Source passage:

***

# Fedor's next fight likely to be PPV



## Rauno (Nov 20, 2009)

> Fedor Emelianenko, Strikeforce, and M-1 Global may be headed to pay-per-view.
> 
> With Fedor's next fight in the United States just two weeks away, everyone is already curious about when he might fight again or what the status is between Strikeforce and M-1 Global. For now there's at least one more fight planned, and it's likely to end up on pay-per-view.
> 
> ...


While it can't be ruled out that Werdum might win this one, Fedor is still the heavy favor. After this one, Fedor should fight Reem for title. A PPV fight sounds delicious but i have a feeling that M-1 decides to shit all over it, again.


----------



## Bknmax (Mar 16, 2008)

Rauno™ said:


> While it can't be ruled out that Werdum might win this one, Fedor is still the heavy favor. After this one, Fedor should fight Reem for title. A PPV fight sounds delicious but i have a feeling that M-1 decides to shit all over it, again.


Fedor vs Overeem makes Carwin vs Lesnar look like Kimbo vs Tank Abbott :thumb02:


----------



## MrObjective (May 22, 2010)

If it's Overeem, good.


----------



## Nefilim777 (Jun 24, 2009)

It better bloody be Overeem at this stage...


----------



## box (Oct 15, 2006)

If its not Overeem, the Fedor saga is over. To pay for a strikeforce ppv, it better have Mayhem, Diaz, Smith, Lawler, rogers, overeem and fedor.


----------



## G_Land (Aug 11, 2009)

box said:


> If its not Overeem, the Fedor saga is over. To pay for a strikeforce ppv, it better have Mayhem, Diaz, Smith, Lawler, rogers, overeem and fedor.


 
Id be willing to bet that is the card


----------



## Bknmax (Mar 16, 2008)

***

Dataset:
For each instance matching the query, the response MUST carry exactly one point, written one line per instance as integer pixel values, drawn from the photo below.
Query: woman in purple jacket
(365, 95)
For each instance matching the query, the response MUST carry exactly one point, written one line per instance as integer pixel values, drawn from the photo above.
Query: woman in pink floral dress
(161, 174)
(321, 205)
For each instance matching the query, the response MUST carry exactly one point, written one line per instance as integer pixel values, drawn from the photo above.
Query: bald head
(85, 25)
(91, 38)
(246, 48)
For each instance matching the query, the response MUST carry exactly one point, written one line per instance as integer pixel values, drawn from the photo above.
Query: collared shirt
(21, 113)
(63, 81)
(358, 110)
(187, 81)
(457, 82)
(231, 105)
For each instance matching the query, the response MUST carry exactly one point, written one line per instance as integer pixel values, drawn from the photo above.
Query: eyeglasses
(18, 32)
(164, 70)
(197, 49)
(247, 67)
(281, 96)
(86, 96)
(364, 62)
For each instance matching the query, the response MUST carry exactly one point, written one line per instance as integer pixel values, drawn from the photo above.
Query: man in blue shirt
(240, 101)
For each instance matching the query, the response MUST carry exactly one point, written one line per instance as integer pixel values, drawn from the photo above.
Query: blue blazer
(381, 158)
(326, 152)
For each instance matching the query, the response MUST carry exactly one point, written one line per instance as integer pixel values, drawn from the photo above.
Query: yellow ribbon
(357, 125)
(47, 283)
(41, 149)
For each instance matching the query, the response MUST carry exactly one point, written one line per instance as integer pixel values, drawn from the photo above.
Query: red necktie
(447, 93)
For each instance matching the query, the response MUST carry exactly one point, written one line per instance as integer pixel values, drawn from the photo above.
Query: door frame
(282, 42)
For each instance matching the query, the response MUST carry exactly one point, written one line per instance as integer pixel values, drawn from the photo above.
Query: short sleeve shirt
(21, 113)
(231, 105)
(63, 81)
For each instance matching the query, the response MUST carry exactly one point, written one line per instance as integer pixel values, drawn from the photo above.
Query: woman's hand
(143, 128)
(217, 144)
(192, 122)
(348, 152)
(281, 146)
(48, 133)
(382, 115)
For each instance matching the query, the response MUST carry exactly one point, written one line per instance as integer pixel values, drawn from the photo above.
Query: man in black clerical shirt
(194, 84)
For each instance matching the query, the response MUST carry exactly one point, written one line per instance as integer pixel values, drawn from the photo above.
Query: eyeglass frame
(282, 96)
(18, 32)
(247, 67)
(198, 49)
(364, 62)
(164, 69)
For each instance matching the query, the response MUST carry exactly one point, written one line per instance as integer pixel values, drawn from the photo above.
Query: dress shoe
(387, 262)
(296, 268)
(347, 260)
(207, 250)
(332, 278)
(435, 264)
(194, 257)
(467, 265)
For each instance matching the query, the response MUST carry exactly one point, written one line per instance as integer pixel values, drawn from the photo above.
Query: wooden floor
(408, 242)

***

Written request 1: From the forum thread on Fedor's next fight, extract the passage that begins at the words "# Fedor's next" and stops after the words "up on pay-per-view.".
Written request 2:
Answer these questions using the forum thread on Fedor's next fight:
(a) According to the news quoted in the first post, how far away is Fedor's next fight in the United States?
(b) Whom does Rauno say Fedor should fight for the title after this fight?
(c) Which fighters does box say a Strikeforce pay-per-view would need to have?

Task solution 1:
# Fedor's next fight likely to be PPV



## Rauno (Nov 20, 2009)

> Fedor Emelianenko, Strikeforce, and M-1 Global may be headed to pay-per-view.
> 
> With Fedor's next fight in the United States just two weeks away, everyone is already curious about when he might fight again or what the status is between Strikeforce and M-1 Global. For now there's at least one more fight planned, and it's likely to end up on pay-per-view.

Task solution 2:
(a) Two weeks away.
(b) Reem.
(c) Mayhem, Diaz, Smith, Lawler, Rogers, Overeem and Fedor.